- _Passage shown_
◆ ◆ ◆

Background: Colorectal cancer is a major cause of morbidity and mortality in Australia. Following colorectal cancer surgery, although systemic opioids are often first-line analgesia, they may be associated with various adverse effects. Intrathecal morphine (ITM) has been shown to provide good analgesia with a safe side effect profile. This study assessed whether ITM alongside patient-controlled analgesia (PCA) reduces the incidence of immediate postoperative adverse effects and post-discharge outcomes compared to PCA alone following colorectal cancer surgery.
Methods: In this retrospective cohort study, data from 260 patients undergoing colorectal cancer surgery during 2014-2018 at Peter MacCallum Cancer Centre was extracted from a clinical database and medical records. Immediate postoperative outcomes included pruritus, postoperative ileus, and time to mobilisation. Post-discharge outcomes encompassed chronic postoperative pain and long-term opioid consumption. Cancer recurrence was an exploratory endpoint. Comparative analysis was undertaken for ITM with PCA (the ITM group) compared to PCA alone (the PCA group), overall and after stratification into laparoscopy versus laparotomy procedures.
Results: In total, 260 patients were included in this study (160 in the ITM group and 100 in the PCA group). The ITM group trended toward a lower incidence of postoperative ileus, lower incidence of chronic pain, and opioid use at three and six months but not at twelve months.
Conclusion: Based on the findings, the ITM group trended toward reductions in postoperative ileus, chronic pain, and opioid use at three and six months.

◆ ◆ ◆

- _Given records_
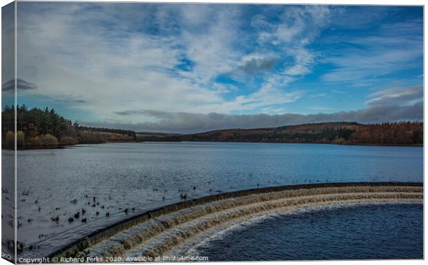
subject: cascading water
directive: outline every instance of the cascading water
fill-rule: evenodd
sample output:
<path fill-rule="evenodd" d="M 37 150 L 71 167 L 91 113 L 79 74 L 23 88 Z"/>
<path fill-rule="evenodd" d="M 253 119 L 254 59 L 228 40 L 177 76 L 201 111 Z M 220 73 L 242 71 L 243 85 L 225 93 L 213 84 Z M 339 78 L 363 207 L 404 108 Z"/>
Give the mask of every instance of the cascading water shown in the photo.
<path fill-rule="evenodd" d="M 415 183 L 309 184 L 228 193 L 145 213 L 94 233 L 51 256 L 185 255 L 204 238 L 257 217 L 322 205 L 422 200 L 422 185 Z"/>

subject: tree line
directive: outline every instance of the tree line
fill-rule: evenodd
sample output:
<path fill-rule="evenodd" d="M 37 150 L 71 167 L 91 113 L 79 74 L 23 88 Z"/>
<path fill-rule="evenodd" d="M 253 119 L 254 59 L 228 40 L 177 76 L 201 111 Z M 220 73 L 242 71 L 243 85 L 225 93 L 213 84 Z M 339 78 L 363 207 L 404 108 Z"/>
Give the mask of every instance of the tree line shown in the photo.
<path fill-rule="evenodd" d="M 28 109 L 17 106 L 17 144 L 19 148 L 48 148 L 59 145 L 135 141 L 131 130 L 81 126 L 65 119 L 53 108 Z M 2 142 L 7 148 L 14 145 L 14 109 L 6 106 L 1 111 Z"/>
<path fill-rule="evenodd" d="M 328 122 L 264 128 L 227 129 L 145 141 L 242 141 L 373 145 L 422 145 L 423 124 L 402 121 L 374 124 Z"/>

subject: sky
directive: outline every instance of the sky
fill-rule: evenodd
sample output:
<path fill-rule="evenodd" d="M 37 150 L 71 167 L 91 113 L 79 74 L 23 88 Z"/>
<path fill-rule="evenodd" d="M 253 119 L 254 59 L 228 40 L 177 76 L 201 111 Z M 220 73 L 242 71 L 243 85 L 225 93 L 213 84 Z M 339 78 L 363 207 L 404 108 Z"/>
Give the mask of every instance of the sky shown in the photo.
<path fill-rule="evenodd" d="M 83 125 L 423 118 L 420 6 L 18 2 L 17 19 L 18 103 Z"/>

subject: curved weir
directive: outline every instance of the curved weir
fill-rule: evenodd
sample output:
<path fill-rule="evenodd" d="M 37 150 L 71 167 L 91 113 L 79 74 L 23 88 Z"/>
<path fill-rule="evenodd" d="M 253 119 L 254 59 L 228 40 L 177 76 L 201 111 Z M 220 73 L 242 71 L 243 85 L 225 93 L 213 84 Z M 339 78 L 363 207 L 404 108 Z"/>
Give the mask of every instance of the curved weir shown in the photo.
<path fill-rule="evenodd" d="M 201 240 L 251 219 L 311 206 L 423 202 L 422 183 L 360 182 L 262 188 L 185 201 L 96 231 L 50 257 L 190 253 Z"/>

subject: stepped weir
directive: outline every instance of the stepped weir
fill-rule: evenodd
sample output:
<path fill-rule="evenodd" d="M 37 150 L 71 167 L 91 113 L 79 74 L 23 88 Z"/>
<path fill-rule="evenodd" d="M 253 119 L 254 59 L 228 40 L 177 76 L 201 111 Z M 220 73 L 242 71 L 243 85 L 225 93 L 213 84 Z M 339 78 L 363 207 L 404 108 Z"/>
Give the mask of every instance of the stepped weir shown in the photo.
<path fill-rule="evenodd" d="M 210 195 L 149 210 L 95 231 L 50 257 L 157 257 L 190 253 L 201 240 L 261 216 L 311 206 L 423 203 L 423 184 L 329 183 Z"/>

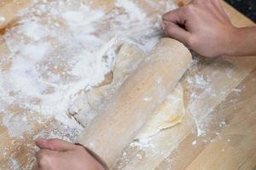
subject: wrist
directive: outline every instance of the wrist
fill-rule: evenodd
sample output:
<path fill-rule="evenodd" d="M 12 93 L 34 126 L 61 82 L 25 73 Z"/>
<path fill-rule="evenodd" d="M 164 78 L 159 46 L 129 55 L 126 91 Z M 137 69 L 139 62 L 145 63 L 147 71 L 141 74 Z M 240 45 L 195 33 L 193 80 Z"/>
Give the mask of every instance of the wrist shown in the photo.
<path fill-rule="evenodd" d="M 232 27 L 227 31 L 227 40 L 225 44 L 222 45 L 222 55 L 237 55 L 240 52 L 239 44 L 242 37 L 242 29 Z"/>

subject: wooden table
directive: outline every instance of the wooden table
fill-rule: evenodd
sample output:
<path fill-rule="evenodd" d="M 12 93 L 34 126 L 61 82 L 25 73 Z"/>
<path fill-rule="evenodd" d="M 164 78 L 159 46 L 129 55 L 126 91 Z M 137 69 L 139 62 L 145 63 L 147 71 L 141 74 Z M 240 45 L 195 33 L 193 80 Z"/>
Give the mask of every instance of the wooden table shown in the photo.
<path fill-rule="evenodd" d="M 14 14 L 30 6 L 29 1 L 17 2 L 0 2 L 0 15 L 7 19 L 0 25 L 1 33 L 15 25 Z M 102 5 L 102 3 L 106 8 L 113 7 L 113 1 L 99 1 L 99 5 Z M 177 3 L 182 4 L 186 2 Z M 254 26 L 253 22 L 225 3 L 223 5 L 235 26 Z M 3 42 L 0 49 L 6 50 Z M 137 142 L 131 143 L 113 169 L 250 170 L 256 167 L 256 58 L 195 58 L 199 62 L 190 68 L 181 81 L 185 88 L 187 108 L 183 122 L 151 139 L 149 144 L 154 147 L 145 144 L 141 145 Z M 196 76 L 211 80 L 208 84 L 211 93 L 188 83 L 189 78 Z M 192 93 L 197 98 L 192 99 Z M 11 110 L 17 111 L 15 109 Z M 200 124 L 195 122 L 193 116 L 196 115 L 201 119 L 207 119 L 209 113 L 212 113 L 211 119 L 205 135 L 197 136 L 197 126 Z M 50 122 L 46 121 L 44 126 Z M 40 131 L 44 126 L 38 125 L 35 131 Z M 6 128 L 2 127 L 0 139 L 0 150 L 3 151 L 6 146 L 17 144 L 17 147 L 9 150 L 7 156 L 0 156 L 1 169 L 9 167 L 8 162 L 10 156 L 17 158 L 25 168 L 28 161 L 25 155 L 32 151 L 27 149 L 27 144 L 32 143 L 32 138 L 27 136 L 26 139 L 18 143 L 15 139 L 8 137 Z"/>

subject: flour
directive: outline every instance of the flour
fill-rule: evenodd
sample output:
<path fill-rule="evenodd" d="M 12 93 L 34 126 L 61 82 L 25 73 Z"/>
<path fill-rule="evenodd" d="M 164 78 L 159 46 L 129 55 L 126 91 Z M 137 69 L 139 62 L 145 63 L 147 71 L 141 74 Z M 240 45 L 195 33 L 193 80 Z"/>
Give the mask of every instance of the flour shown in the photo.
<path fill-rule="evenodd" d="M 0 24 L 3 23 L 5 21 L 5 18 L 3 16 L 0 16 Z"/>
<path fill-rule="evenodd" d="M 147 2 L 162 13 L 177 8 L 172 2 Z M 119 46 L 134 44 L 148 53 L 161 37 L 161 14 L 152 21 L 148 11 L 132 0 L 117 0 L 116 8 L 108 13 L 92 9 L 93 3 L 34 0 L 32 8 L 19 14 L 18 26 L 3 36 L 9 53 L 0 65 L 10 65 L 0 71 L 0 112 L 9 137 L 74 141 L 83 129 L 70 114 L 74 101 L 113 71 Z M 0 24 L 4 20 L 0 18 Z M 19 111 L 13 113 L 14 107 Z M 85 105 L 81 103 L 76 110 L 81 107 Z M 85 117 L 94 116 L 90 112 Z M 49 131 L 44 123 L 52 118 L 58 124 Z M 35 123 L 45 131 L 35 133 Z M 141 142 L 137 144 L 147 145 Z M 32 153 L 27 156 L 32 162 Z"/>
<path fill-rule="evenodd" d="M 9 128 L 10 137 L 21 136 L 24 132 L 32 130 L 32 124 L 28 124 L 26 116 L 7 115 L 3 119 L 3 124 Z"/>
<path fill-rule="evenodd" d="M 11 65 L 0 74 L 4 82 L 0 84 L 0 109 L 10 136 L 31 130 L 26 121 L 20 132 L 10 128 L 12 120 L 24 118 L 9 115 L 7 109 L 14 105 L 80 129 L 68 111 L 79 95 L 104 81 L 119 45 L 135 44 L 145 52 L 154 46 L 160 37 L 160 16 L 151 22 L 131 0 L 118 0 L 115 6 L 106 14 L 79 0 L 44 0 L 34 1 L 32 8 L 20 14 L 19 25 L 3 35 Z M 163 13 L 177 8 L 173 3 L 164 7 Z"/>

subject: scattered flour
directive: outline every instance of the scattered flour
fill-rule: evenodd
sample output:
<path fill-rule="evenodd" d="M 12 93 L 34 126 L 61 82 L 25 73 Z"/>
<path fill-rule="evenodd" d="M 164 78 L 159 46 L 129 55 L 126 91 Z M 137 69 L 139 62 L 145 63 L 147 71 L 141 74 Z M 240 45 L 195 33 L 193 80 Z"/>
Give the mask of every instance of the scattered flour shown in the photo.
<path fill-rule="evenodd" d="M 160 15 L 152 22 L 131 0 L 117 0 L 115 6 L 106 13 L 82 0 L 34 0 L 20 14 L 19 25 L 3 35 L 10 65 L 0 72 L 0 111 L 9 136 L 22 138 L 32 131 L 26 117 L 36 113 L 80 129 L 68 110 L 112 71 L 119 45 L 128 42 L 148 52 L 157 42 Z M 163 13 L 177 8 L 170 2 L 153 8 L 162 7 Z M 10 114 L 14 105 L 24 114 Z"/>
<path fill-rule="evenodd" d="M 5 18 L 3 16 L 0 16 L 0 24 L 3 23 L 5 21 Z"/>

◆ ◆ ◆

- _Try it_
Reproduce verbatim the part of the abstract on intrathecal morphine after colorectal cancer surgery that opens with the words "Background: Colorectal cancer" and closes with "colorectal cancer surgery.".

- _Response to the task_
Background: Colorectal cancer is a major cause of morbidity and mortality in Australia. Following colorectal cancer surgery, although systemic opioids are often first-line analgesia, they may be associated with various adverse effects. Intrathecal morphine (ITM) has been shown to provide good analgesia with a safe side effect profile. This study assessed whether ITM alongside patient-controlled analgesia (PCA) reduces the incidence of immediate postoperative adverse effects and post-discharge outcomes compared to PCA alone following colorectal cancer surgery.